Assigned task:
Could you please reproduce the entries exactly, leaving out any pictures?

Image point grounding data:
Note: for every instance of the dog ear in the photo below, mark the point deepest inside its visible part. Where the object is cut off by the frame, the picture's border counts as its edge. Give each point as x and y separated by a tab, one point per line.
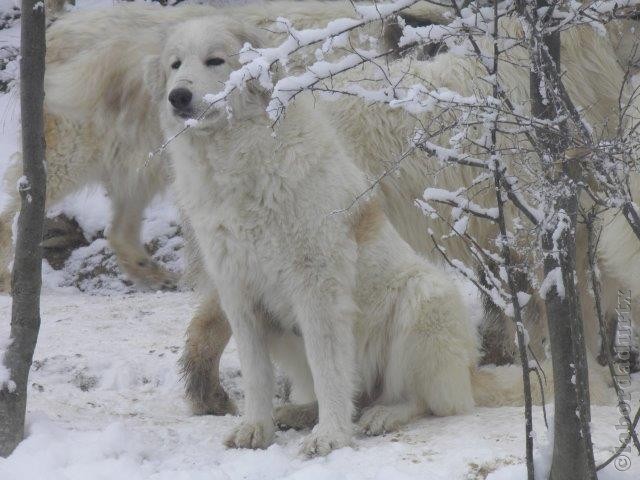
247	34
154	76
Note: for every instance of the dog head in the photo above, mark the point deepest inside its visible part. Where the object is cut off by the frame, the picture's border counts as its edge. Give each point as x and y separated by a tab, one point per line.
197	59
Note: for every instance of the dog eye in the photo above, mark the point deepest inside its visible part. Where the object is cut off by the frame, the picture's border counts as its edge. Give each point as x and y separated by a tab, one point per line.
214	61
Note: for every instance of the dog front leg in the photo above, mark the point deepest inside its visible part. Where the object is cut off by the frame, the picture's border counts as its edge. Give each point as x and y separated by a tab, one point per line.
326	320
248	324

Expected output:
Note: for every instance of the dog ear in the photo below, mark the point deepest inside its visible part. Where the object is cut off by the frame, the picture's border counts as its edge. Give each point as x and y separated by a tab, one point per line.
247	34
154	76
Note: for every instance of the dog head in the photo above, mark the point deepest inside its visible part. Where the object is cut off by the frame, the picture's border counts as its edge. Give each point as x and y separated by a tab, one point per line.
197	59
Note: for every instance of the dog eye in the photo above, mark the point deepest inside its visible part. Where the object is cut off by the frame, the picture's border counts as its edge. Give each point as x and y separated by a tab, one point per line.
214	61
Note: for every instance of the dog front leg in the photo above, mark the point deepest inside its visible part. Where the object is cut off by the frame, the picture's border counts as its edge. Give each point as x and y separated by a tab, one point per line.
326	320
248	324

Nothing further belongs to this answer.